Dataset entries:
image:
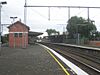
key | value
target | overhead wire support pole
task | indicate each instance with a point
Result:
(49, 13)
(25, 12)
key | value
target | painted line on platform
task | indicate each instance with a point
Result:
(75, 68)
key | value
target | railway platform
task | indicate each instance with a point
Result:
(34, 60)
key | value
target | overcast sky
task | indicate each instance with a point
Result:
(37, 18)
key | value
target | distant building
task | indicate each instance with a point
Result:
(18, 35)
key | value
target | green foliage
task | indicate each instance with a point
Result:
(52, 31)
(78, 25)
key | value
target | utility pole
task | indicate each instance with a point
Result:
(1, 3)
(25, 12)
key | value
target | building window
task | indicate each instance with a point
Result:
(20, 34)
(15, 34)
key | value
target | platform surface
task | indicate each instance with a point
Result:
(34, 60)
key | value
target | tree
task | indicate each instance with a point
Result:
(78, 25)
(52, 31)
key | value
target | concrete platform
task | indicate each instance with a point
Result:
(34, 60)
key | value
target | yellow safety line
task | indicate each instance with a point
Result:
(58, 62)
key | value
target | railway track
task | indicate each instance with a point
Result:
(86, 59)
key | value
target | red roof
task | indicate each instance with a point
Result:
(18, 22)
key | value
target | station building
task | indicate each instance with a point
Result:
(18, 35)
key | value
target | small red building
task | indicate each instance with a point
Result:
(18, 35)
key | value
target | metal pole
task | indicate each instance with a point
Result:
(68, 13)
(49, 13)
(25, 12)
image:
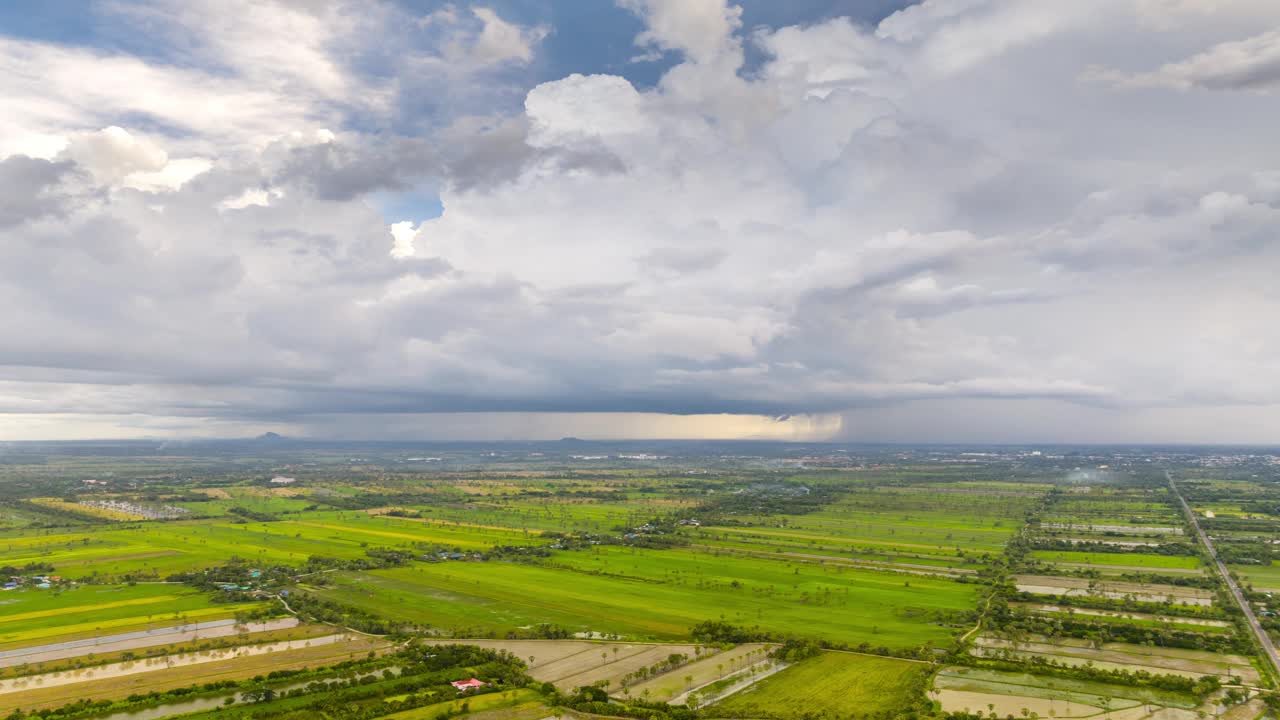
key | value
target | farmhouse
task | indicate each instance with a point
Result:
(467, 686)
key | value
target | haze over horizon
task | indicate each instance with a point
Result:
(951, 220)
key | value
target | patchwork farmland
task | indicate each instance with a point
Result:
(899, 589)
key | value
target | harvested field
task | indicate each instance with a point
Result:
(149, 665)
(571, 664)
(960, 688)
(1115, 589)
(613, 670)
(1201, 621)
(92, 684)
(138, 639)
(1174, 661)
(1133, 529)
(700, 671)
(831, 684)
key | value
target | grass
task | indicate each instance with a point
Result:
(830, 683)
(512, 702)
(31, 616)
(659, 595)
(1024, 684)
(1261, 577)
(165, 678)
(1127, 559)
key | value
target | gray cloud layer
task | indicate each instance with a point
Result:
(974, 201)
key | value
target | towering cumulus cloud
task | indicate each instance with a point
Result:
(965, 219)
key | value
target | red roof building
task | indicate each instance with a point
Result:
(464, 686)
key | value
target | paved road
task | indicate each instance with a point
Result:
(1264, 639)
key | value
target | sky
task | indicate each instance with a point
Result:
(946, 220)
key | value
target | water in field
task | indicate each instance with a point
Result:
(201, 703)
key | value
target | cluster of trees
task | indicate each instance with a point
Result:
(1097, 630)
(1169, 548)
(1200, 687)
(321, 610)
(246, 515)
(666, 665)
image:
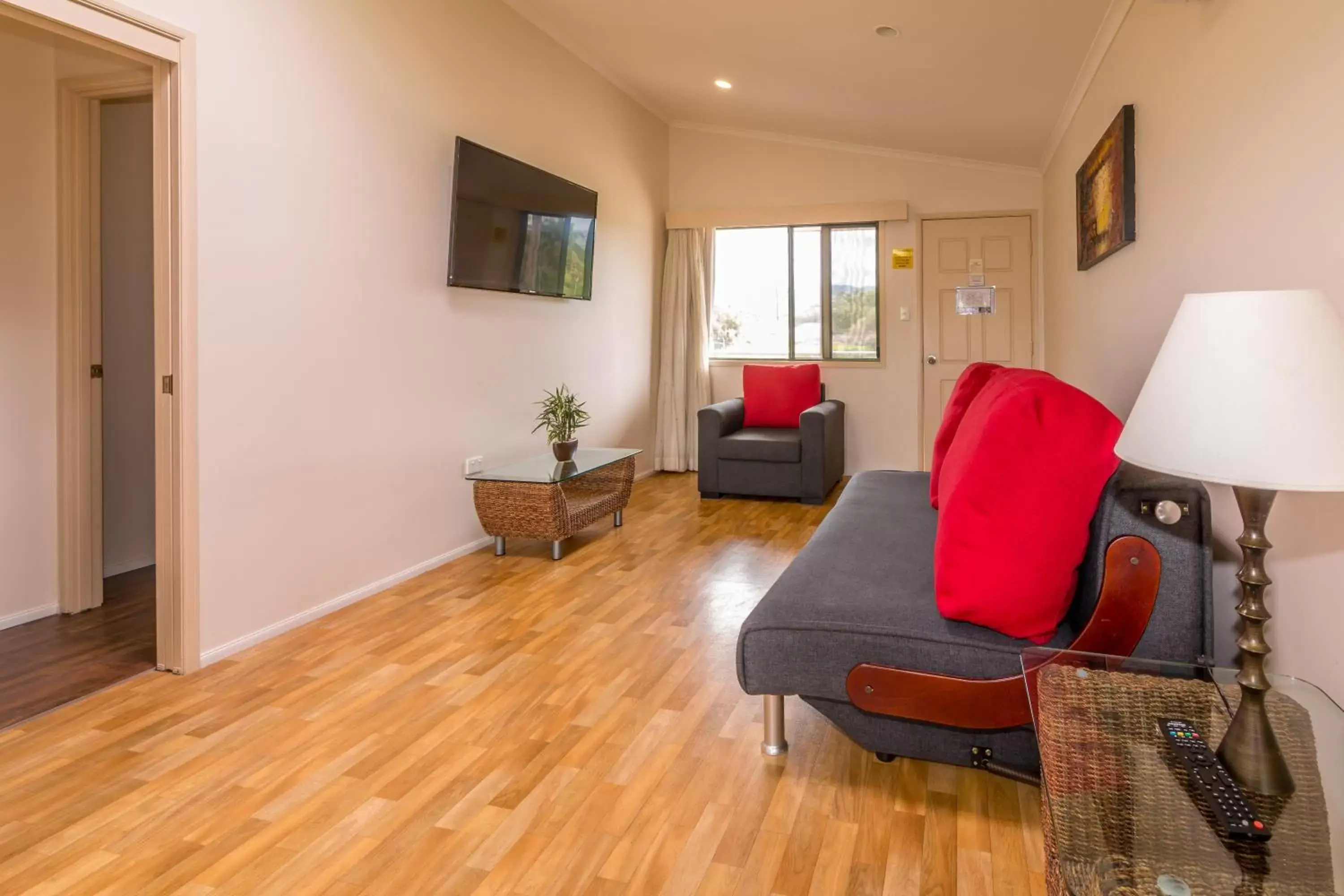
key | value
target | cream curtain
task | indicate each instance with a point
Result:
(685, 357)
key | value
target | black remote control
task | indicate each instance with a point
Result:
(1234, 816)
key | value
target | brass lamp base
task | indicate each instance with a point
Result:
(1250, 750)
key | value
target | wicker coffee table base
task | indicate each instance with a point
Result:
(553, 511)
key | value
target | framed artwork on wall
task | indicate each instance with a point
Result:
(1107, 193)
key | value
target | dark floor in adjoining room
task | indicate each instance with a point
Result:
(60, 659)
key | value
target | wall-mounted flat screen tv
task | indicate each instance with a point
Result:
(518, 229)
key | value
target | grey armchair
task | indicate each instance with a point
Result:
(803, 462)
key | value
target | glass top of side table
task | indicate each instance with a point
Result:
(546, 469)
(1119, 810)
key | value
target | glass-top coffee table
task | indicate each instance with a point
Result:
(550, 500)
(1119, 816)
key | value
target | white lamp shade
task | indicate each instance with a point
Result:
(1246, 390)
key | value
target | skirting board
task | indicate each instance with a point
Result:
(215, 655)
(29, 616)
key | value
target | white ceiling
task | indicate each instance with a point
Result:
(980, 80)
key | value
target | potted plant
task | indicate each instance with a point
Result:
(562, 414)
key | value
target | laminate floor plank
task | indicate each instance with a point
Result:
(502, 726)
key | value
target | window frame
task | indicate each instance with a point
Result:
(827, 345)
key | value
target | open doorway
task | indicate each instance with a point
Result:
(52, 650)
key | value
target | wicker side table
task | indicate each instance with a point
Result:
(1117, 813)
(549, 501)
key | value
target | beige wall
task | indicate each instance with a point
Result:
(128, 336)
(728, 171)
(342, 383)
(27, 331)
(1240, 127)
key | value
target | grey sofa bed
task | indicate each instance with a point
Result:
(862, 591)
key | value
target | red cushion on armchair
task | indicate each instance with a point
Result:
(1017, 496)
(963, 394)
(776, 396)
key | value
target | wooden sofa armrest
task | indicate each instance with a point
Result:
(1128, 595)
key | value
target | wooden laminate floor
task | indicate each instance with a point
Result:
(504, 726)
(60, 659)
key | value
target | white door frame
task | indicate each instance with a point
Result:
(80, 331)
(170, 56)
(1038, 312)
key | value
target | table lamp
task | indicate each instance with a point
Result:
(1248, 390)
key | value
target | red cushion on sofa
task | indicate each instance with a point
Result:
(777, 394)
(963, 394)
(1017, 496)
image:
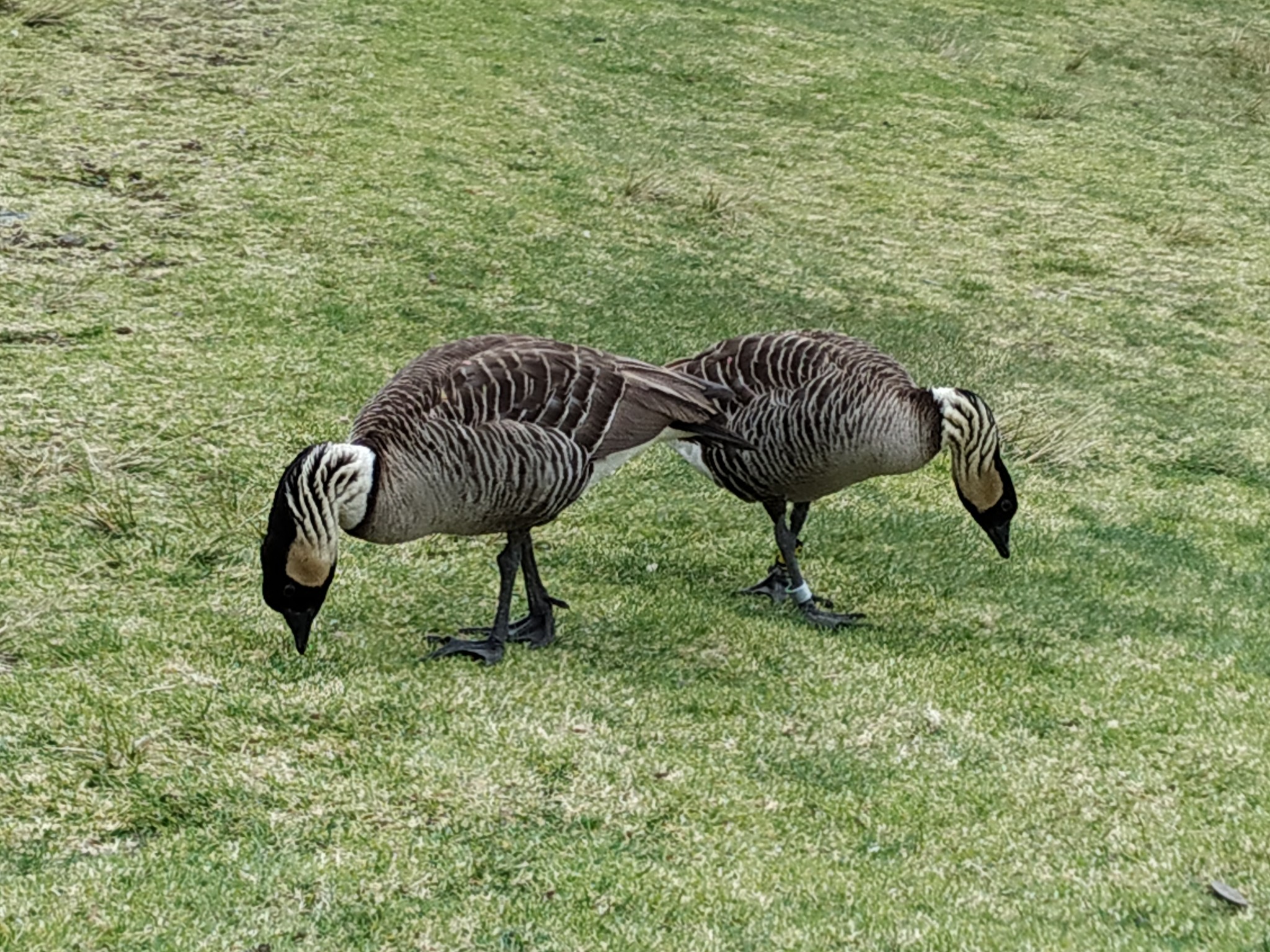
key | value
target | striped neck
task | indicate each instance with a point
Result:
(328, 487)
(970, 434)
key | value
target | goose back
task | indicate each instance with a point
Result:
(504, 432)
(824, 409)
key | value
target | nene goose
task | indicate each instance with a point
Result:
(487, 434)
(824, 412)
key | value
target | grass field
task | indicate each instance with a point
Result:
(224, 225)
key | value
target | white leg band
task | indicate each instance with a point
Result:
(802, 594)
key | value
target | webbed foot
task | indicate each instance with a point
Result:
(487, 651)
(775, 586)
(825, 619)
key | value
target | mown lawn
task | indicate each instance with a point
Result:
(223, 225)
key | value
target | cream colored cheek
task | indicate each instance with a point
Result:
(985, 493)
(306, 568)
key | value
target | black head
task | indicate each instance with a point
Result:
(996, 518)
(285, 557)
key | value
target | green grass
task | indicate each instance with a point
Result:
(224, 225)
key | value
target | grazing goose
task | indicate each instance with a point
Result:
(488, 434)
(824, 412)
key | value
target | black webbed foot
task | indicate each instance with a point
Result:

▶ Prompt:
Copy the records above exactly, omitting every picture.

▶ Finished answer:
image:
key | value
target | overhead wire support pole
task | indicate each instance with a point
Result:
(49, 13)
(25, 12)
key | value
target | painted line on platform
task | indicate each instance with a point
Result:
(75, 68)
key | value
target | railway platform
task | indicate each instance with a point
Result:
(34, 60)
key | value
target | overcast sky
task | indicate each instance with a point
Result:
(37, 18)
key | value
target | distant building
task | indicate each instance with a point
Result:
(18, 35)
key | value
target | green foliage
task | indicate each instance with a point
Result:
(52, 31)
(78, 25)
key | value
target | utility pole
task | indicate each instance with a point
Result:
(1, 3)
(25, 12)
key | value
target | building window
task | indicate each instance with a point
Result:
(20, 34)
(15, 34)
key | value
target | platform surface
task | indicate each instance with a point
Result:
(34, 60)
key | value
target | tree
task | indicate each instance with a point
Result:
(78, 25)
(52, 31)
key | value
target | concrete platform
task | indicate each instance with a point
Result:
(34, 60)
key | value
target | yellow safety line
task | indicate each instance with a point
Result:
(58, 62)
key | value
target | railway track
task | indicate each instance with a point
Result:
(86, 59)
key | value
target | red roof
task | indicate each instance with a point
Result:
(18, 22)
key | value
target | station building
task | indicate each instance with a point
Result:
(18, 35)
key | value
target | small red building
task | indicate each instance with a point
Result:
(18, 35)
key | value
target | metal pole
task | indicate each instance with a point
Result:
(68, 13)
(49, 13)
(25, 12)
image:
key | value
target | farmhouse
task | indicate each instance with a point
Result:
(467, 686)
key | value
target | haze over horizon
task | indicate each instance with a point
Result:
(951, 220)
key | value
target | patchwork farmland
task | indicate each instance with a point
Result:
(899, 589)
key | value
target | harvested field
task | indicate each instance with a point
Result:
(149, 665)
(571, 664)
(960, 688)
(1115, 589)
(613, 670)
(1201, 621)
(92, 684)
(138, 639)
(1174, 661)
(1133, 529)
(700, 671)
(831, 684)
key | value
target | grass
task | indicate each instance with a point
Result:
(830, 683)
(512, 702)
(31, 616)
(659, 595)
(1024, 684)
(1261, 577)
(165, 678)
(1127, 559)
key | value
target | gray cloud layer
task | indicate each instance with a point
Result:
(974, 201)
key | value
target | towering cumulus cloud
task | indicate each instance with a point
Result:
(965, 219)
key | value
target | red roof building
task | indicate each instance with a point
Result:
(464, 686)
key | value
target | paved road
task | indicate each instance with a point
Result:
(1264, 639)
key | value
target | sky
task | indicate each instance with a point
Result:
(946, 220)
key | value
target | water in field
task | indicate each instance with a point
Result:
(201, 703)
key | value
target | cluster of trees
task | indicate each instance with a point
Result:
(1097, 630)
(1169, 548)
(1200, 687)
(321, 610)
(246, 515)
(666, 665)
image:
key | value
target | cream curtain
task | indicate each instance with a point
Result:
(685, 357)
key | value
target | black remote control
task | indicate each instance with a point
Result:
(1234, 816)
key | value
target | brass lamp base
task | indicate each instance with a point
Result:
(1250, 750)
key | value
target | wicker coffee table base
task | indicate each instance with a point
Result:
(553, 511)
key | value
target | framed artwork on wall
task | indicate each instance with a point
Result:
(1107, 193)
key | value
target | dark floor in adjoining room
task | indicate each instance with a point
Result:
(60, 659)
key | value
target | wall-mounted flat screen tv
task | indicate each instance with a point
Result:
(518, 229)
key | value
target | grey armchair
task | indicate each instance with a point
Result:
(803, 462)
key | value
target | glass top of side table
task | indicate each instance with a point
Result:
(546, 469)
(1119, 810)
key | value
target | glass-top coffee table
task | indicate each instance with a point
Result:
(550, 500)
(1119, 816)
key | value
target | white lamp shade
task | indicate each instance with a point
Result:
(1246, 390)
key | value
target | skirting board
task | indicate each instance with a point
Result:
(215, 655)
(29, 616)
key | value
target | white ceiling
task | indicate each instance with a point
Result:
(980, 80)
key | value
target | potted plant
task | indicate each instance with a point
Result:
(562, 414)
key | value
target | laminate floor plank
task | indicate each instance with a point
Result:
(502, 726)
key | value
target | window frame
task | indicate each instance with a point
Result:
(827, 345)
key | value
target | open doorway
task | indicate each instance with a point
Result:
(52, 650)
key | value
target | wicker side table
task | indicate each instance with a point
Result:
(1117, 813)
(549, 501)
key | value
target | beige wall
task | indicate each instance with a point
Result:
(128, 336)
(728, 171)
(342, 383)
(27, 331)
(1240, 127)
key | value
target | grey sofa bed
task | indicate each instance with a point
Result:
(862, 591)
key | value
target | red cushion on armchair
task | indicate each instance with a point
Result:
(1017, 496)
(963, 394)
(776, 396)
key | value
target | wooden sofa armrest
task | indicate each instance with a point
Result:
(1128, 595)
key | value
target | wooden laminate floor
task | indicate each instance with a point
Result:
(504, 726)
(60, 659)
key | value
target | white door frame
task | indicate each instance with a point
Result:
(80, 331)
(170, 56)
(1038, 312)
key | value
target | table lamp
task | indicate each instance with a point
Result:
(1248, 390)
key | value
target | red cushion on sofa
task | indicate each instance with a point
Result:
(777, 394)
(963, 394)
(1017, 496)
image:
key | value
target | striped neck
task | indicate each instance with a point
Result:
(328, 487)
(970, 434)
key | value
target | goose back
task | indicate each instance with a point
Result:
(504, 432)
(824, 409)
key | value
target | nene goose
task | indicate each instance with a point
Result:
(487, 434)
(824, 412)
key | value
target | grass field
task | indicate each instance with a point
Result:
(224, 225)
key | value
target | white leg band
task | indicate each instance with a point
Result:
(802, 594)
key | value
target | webbed foot
task | indicate each instance with a point
Result:
(487, 651)
(775, 586)
(825, 619)
key | value
target | mown lawn
task | indicate each instance with a point
Result:
(223, 225)
key | value
target | cream colored cheek
task | indicate each instance with a point
Result:
(985, 493)
(306, 568)
key | value
target | black head
task | indicate each instance with a point
Result:
(996, 518)
(285, 557)
key | value
target | green grass
task | indicate each instance with a point
Result:
(224, 225)
key | value
target | grazing goose
task | indicate each instance with a point
Result:
(488, 434)
(824, 412)
key | value
target | black webbed foot
task | indicate each instance with a point
Result:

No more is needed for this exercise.